__Prompt__
List every line of the records that contains the string "pink", matching case exactly.

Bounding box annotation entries
=-=-=-=-=
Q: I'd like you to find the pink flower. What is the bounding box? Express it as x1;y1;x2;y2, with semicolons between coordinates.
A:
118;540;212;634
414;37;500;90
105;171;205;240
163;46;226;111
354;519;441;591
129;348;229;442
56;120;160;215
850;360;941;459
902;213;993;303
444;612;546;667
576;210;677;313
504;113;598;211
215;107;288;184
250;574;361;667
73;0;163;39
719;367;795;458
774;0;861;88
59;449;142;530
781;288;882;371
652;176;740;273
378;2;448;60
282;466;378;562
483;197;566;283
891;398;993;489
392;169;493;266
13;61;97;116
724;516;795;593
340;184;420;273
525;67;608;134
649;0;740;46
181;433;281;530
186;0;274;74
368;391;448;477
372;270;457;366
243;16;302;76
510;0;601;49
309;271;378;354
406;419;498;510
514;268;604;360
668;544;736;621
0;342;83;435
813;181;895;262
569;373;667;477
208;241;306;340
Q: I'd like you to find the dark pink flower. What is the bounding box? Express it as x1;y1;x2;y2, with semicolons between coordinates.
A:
=-=-=-=-=
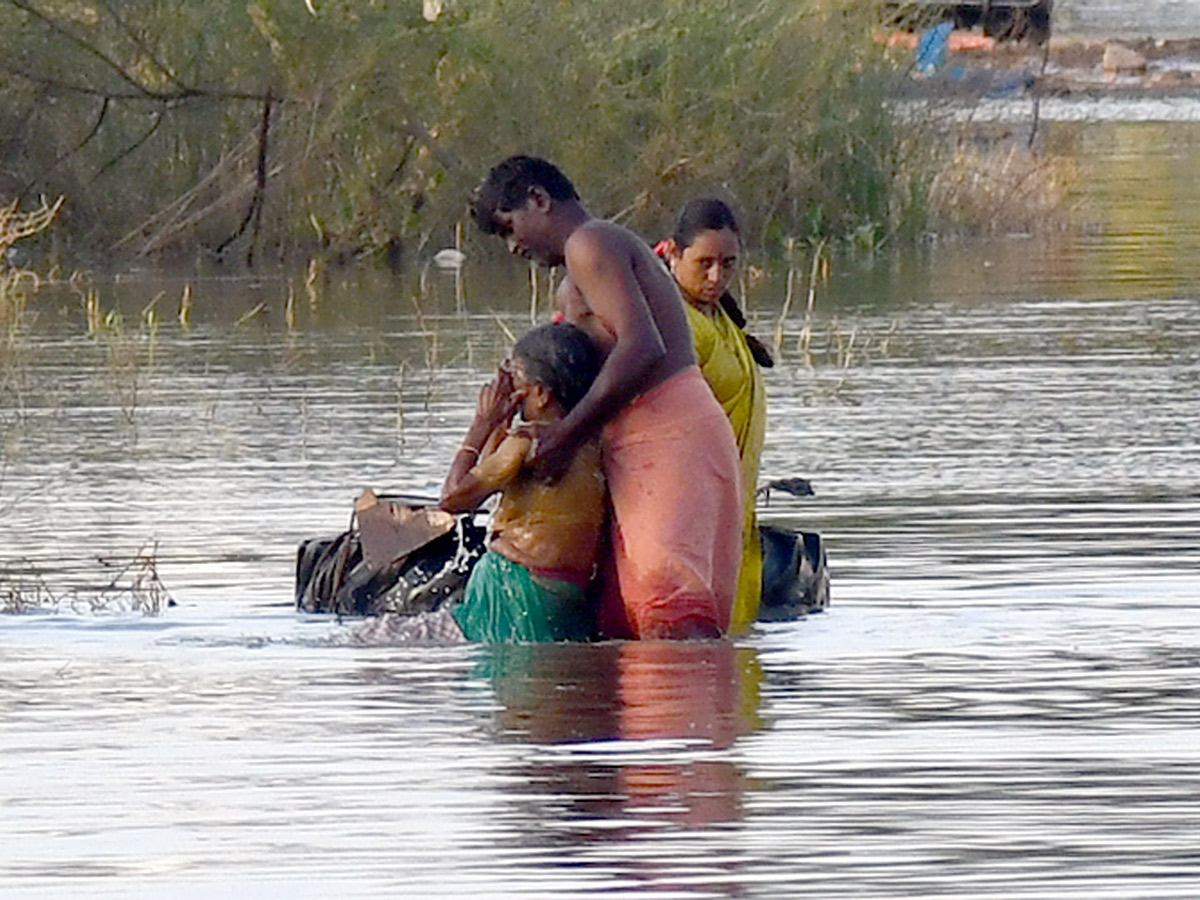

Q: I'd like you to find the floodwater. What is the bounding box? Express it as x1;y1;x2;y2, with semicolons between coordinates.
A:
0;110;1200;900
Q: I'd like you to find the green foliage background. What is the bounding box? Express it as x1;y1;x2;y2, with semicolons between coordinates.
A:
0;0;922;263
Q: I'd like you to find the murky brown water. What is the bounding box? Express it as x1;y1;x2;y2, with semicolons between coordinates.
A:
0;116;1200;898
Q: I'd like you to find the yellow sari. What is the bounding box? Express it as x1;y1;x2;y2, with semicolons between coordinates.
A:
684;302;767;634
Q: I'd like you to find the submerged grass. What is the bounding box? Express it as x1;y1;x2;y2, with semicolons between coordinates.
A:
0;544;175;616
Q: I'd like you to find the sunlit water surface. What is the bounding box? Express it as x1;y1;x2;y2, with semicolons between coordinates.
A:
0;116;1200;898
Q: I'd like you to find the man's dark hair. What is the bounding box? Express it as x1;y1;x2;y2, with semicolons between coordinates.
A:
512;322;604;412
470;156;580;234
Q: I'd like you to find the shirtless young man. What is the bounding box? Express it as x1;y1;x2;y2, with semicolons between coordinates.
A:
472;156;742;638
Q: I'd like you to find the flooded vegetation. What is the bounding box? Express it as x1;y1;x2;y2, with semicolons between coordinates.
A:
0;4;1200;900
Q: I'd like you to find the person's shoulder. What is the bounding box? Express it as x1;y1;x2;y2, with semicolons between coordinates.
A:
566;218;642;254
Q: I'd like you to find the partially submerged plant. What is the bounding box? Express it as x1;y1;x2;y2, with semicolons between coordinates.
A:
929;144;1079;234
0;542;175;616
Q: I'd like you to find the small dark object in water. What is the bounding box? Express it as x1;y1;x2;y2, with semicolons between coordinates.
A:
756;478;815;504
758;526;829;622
=-=-=-=-=
__Written reply__
Q: I'd like you to find the pink flower. What is the bounding box? Express it as x1;y1;x2;y2, with semicolons between coordinates.
Q: I'd like you to find the dark pink flower. What is the bounding box? Express it as x1;y1;x2;y2, with semicolons between coordinates.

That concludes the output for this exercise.